Job: Return every line in the entries below that contains the string "instance". Matching is case-sensitive.

Data supplied:
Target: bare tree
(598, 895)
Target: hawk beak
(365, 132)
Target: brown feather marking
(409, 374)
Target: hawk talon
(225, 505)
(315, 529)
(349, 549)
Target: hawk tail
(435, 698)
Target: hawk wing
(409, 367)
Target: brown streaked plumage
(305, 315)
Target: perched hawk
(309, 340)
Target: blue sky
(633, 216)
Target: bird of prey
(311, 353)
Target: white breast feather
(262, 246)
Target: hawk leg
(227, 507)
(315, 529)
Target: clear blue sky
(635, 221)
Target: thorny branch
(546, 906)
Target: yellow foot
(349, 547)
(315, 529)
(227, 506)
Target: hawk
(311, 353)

* * *

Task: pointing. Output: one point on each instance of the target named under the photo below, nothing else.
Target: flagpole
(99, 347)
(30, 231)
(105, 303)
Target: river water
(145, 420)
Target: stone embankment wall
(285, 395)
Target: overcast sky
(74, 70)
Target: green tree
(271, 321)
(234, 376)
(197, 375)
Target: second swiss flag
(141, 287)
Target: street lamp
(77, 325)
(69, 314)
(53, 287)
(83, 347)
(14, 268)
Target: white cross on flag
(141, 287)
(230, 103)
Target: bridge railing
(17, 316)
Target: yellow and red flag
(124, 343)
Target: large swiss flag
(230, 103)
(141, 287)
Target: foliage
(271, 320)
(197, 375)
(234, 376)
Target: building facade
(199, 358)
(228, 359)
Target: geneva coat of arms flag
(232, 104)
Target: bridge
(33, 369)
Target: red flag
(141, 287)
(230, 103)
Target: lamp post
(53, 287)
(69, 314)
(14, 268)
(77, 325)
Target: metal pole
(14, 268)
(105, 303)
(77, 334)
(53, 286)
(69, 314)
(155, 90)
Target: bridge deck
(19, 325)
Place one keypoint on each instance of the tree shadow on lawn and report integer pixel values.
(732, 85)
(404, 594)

The result:
Task: pointing. Output: one point on each instance of the target named under the photo below, nothing else.
Place one keypoint on each instance of the tree shadow on lawn and report integer pixel values.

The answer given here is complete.